◆ **Records to use**
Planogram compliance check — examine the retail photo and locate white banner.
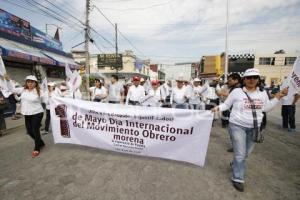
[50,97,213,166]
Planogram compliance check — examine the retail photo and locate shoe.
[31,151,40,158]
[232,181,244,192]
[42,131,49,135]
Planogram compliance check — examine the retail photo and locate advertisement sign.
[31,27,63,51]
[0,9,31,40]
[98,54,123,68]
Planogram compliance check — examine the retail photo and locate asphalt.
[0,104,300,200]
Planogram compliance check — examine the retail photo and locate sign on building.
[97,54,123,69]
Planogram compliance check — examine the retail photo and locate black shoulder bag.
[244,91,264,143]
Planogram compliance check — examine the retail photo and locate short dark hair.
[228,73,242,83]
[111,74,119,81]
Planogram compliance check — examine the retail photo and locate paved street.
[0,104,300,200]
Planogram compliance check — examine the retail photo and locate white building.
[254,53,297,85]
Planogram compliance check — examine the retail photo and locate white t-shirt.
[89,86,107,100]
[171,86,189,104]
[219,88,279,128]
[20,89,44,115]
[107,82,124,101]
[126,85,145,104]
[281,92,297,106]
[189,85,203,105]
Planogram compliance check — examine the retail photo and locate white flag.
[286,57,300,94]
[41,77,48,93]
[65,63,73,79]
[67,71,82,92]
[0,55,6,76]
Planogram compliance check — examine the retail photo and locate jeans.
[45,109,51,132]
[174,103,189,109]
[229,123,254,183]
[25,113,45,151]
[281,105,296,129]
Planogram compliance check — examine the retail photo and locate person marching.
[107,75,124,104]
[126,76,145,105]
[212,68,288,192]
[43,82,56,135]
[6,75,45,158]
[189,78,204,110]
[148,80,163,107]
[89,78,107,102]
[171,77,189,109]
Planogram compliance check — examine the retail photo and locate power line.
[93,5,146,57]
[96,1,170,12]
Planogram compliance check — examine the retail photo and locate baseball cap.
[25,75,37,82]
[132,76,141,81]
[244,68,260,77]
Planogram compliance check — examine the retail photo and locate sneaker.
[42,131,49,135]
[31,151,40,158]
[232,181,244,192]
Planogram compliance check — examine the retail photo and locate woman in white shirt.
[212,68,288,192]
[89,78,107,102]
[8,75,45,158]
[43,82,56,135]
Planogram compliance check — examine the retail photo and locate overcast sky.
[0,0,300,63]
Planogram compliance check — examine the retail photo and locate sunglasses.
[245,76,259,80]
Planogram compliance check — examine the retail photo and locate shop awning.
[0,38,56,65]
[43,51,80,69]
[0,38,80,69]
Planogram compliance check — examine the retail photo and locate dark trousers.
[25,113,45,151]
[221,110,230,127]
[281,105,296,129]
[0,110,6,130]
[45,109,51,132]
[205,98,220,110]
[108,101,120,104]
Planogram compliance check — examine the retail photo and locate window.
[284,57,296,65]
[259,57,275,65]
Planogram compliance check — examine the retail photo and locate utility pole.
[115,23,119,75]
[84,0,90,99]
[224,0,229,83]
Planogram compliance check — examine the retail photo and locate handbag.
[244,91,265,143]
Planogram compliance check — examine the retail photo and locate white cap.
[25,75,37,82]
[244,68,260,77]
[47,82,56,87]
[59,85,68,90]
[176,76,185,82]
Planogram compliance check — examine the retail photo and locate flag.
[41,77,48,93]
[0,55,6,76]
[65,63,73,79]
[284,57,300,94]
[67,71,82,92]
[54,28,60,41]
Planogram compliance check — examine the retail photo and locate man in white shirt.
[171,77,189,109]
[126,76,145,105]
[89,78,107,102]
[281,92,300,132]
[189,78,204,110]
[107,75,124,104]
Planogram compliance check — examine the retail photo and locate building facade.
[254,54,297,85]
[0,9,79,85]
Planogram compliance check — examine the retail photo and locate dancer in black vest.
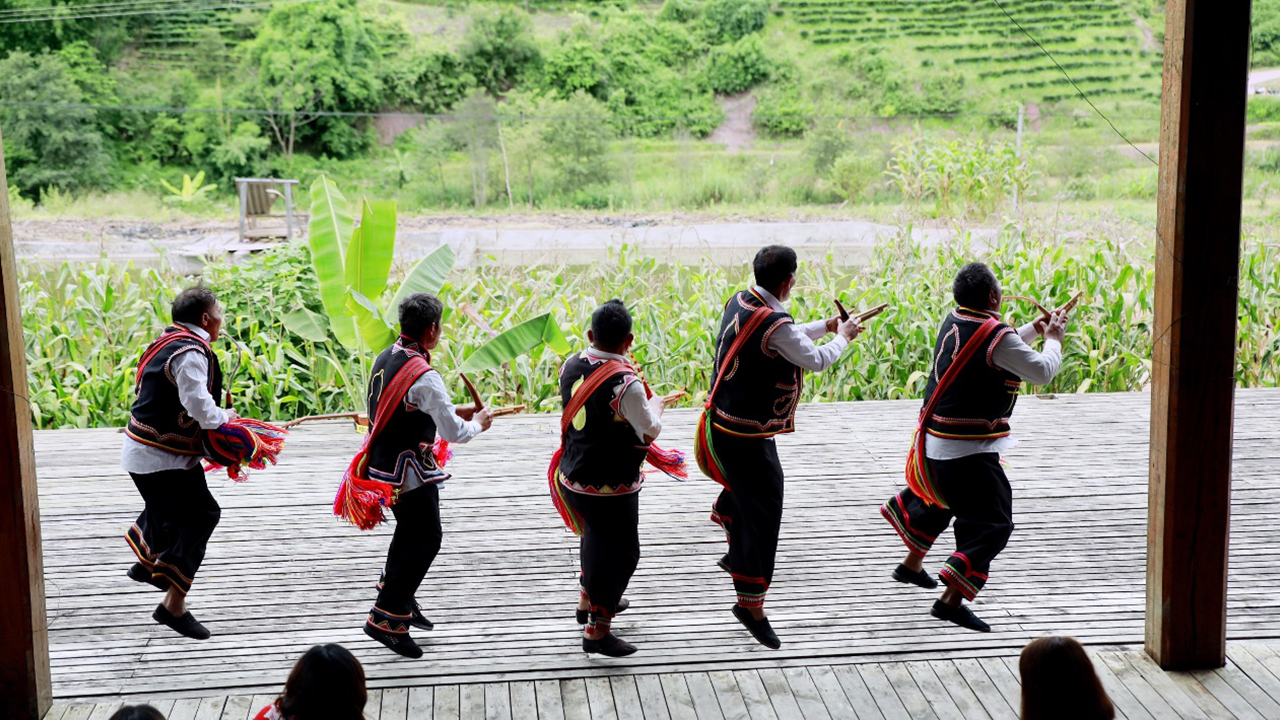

◆ **Directions**
Locate every line in the rows above that contains the string "sign" and copy each of those lines. Case counts, so uppercase and lowercase letters do not match each other.

◆ **Expected answer**
Planogram compliance check — examine the retail photo and locate advertisement sign.
Planogram compliance check — examine the retail photo and locate sign on building.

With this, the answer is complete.